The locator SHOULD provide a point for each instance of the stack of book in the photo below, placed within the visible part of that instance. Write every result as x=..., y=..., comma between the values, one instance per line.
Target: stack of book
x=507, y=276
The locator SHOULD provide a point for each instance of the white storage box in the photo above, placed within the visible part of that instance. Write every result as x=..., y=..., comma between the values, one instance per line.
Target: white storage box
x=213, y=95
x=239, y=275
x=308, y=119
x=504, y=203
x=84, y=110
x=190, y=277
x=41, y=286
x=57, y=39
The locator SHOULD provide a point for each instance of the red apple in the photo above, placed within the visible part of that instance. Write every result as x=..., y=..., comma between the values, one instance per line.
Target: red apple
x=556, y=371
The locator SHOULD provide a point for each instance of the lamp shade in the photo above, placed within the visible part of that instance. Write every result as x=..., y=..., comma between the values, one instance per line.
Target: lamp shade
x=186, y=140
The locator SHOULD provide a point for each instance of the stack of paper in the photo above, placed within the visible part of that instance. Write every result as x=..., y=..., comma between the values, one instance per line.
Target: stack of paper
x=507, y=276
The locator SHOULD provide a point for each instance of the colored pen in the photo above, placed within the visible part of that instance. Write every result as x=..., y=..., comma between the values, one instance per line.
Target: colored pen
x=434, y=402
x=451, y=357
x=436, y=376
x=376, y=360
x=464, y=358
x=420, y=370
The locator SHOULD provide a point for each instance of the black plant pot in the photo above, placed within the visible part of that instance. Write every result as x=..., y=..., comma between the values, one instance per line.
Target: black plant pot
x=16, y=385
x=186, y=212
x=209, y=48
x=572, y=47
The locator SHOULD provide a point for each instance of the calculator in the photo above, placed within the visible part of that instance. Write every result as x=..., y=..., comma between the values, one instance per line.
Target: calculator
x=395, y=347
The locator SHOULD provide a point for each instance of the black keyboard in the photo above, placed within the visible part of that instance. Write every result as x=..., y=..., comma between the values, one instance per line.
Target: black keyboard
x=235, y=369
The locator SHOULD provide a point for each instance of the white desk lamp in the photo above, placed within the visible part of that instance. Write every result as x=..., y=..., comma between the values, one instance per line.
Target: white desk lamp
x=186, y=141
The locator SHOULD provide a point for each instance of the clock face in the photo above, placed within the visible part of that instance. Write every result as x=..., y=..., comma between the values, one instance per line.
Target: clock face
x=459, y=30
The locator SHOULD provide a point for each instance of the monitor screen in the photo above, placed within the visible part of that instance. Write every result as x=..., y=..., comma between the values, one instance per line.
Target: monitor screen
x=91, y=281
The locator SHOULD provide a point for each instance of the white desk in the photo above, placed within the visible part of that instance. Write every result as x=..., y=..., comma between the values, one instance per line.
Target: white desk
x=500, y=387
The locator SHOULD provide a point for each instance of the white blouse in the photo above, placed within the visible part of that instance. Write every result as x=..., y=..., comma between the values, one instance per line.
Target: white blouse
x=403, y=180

TASK BRIEF: Give back every line of the data above exactly as written.

TASK SOLUTION:
The locator SHOULD provide a point for each instance of the stack of book in the photo below, placed within the visible part of that instance. Write every result as x=..., y=..., comma between the values, one instance per line.
Target: stack of book
x=507, y=276
The locator SHOULD provide a point for each instance of the white storage box in the photo above, placed within the visible part of that instance. Write every result as x=..., y=..., comma between the values, one instance per line.
Target: white storage box
x=213, y=95
x=239, y=275
x=308, y=119
x=504, y=203
x=84, y=110
x=190, y=277
x=41, y=286
x=57, y=39
The locator SHOULD provide a point for each instance of the red apple in the photo above, placed within the visible part of that instance. Write every result as x=..., y=..., comma between the values, one instance per line.
Target: red apple
x=556, y=371
The locator SHOULD provide a point for each instance of the lamp shade in the photo above, placed within the visible part of that instance. Write every result as x=..., y=..., comma between the values, one instance per line.
Target: lamp shade
x=186, y=140
The locator SHOULD provide a point for each instance of the stack of paper in the photo above, placed within the visible part of that instance. Write every result as x=..., y=..., comma between the values, one instance per line.
Target: stack of paper
x=507, y=276
The locator SHOULD provide a point for each instance of the colored pen in the photo above, placed within the visible part of that instance. Write every result as x=..., y=..., comma between the values, one instance per line.
Target: colored pen
x=434, y=402
x=451, y=357
x=436, y=376
x=376, y=360
x=464, y=358
x=420, y=370
The locator SHOULD provide a point for each instance of the black plant pot in the photo above, placed within the visible part of that instance. Write every result as x=..., y=..., comma between the values, one instance per line.
Target: black plant pot
x=16, y=385
x=186, y=212
x=209, y=48
x=572, y=47
The locator SHOULD provide a point for each instance of the calculator in the photo above, placed within the visible part of that instance. Write every result as x=..., y=..., comma between the values, one instance per line.
Target: calculator
x=395, y=347
The locator SHOULD provide a point for each instance of the black keyboard in the photo above, placed within the visible part of that instance. Write every result as x=..., y=..., comma between the values, one instance per line.
Target: black keyboard
x=235, y=369
The locator SHOULD provide a point for each instance of the white desk lamp in the photo above, placed within the visible part of that instance. Write every result as x=..., y=..., comma between the values, one instance per line.
Target: white desk lamp
x=186, y=141
The locator SHOULD provide a point for each instance of the clock face in the photo above, placed within the visible part of that instance. Write every result as x=..., y=..., comma between the values, one instance per line.
Target: clock face
x=459, y=30
The locator SHOULD provide a point for each instance of the monitor screen in the photo above, placed within the visible part of that instance. Write every result as x=..., y=..., comma between the values, one instance per line.
Target: monitor screen
x=91, y=281
The locator SHOULD provide a point for each instance of the white desk in the photo above, placed within the visible part of that instance. Write every result as x=..., y=..., comma between the values, one instance per line.
Target: white desk
x=500, y=387
The locator SHOULD provide a point for each instance of the white blouse in the photo above, placed within the visible part of that instance. Write every result as x=..., y=..., comma between the values, one instance per line.
Target: white blouse
x=403, y=180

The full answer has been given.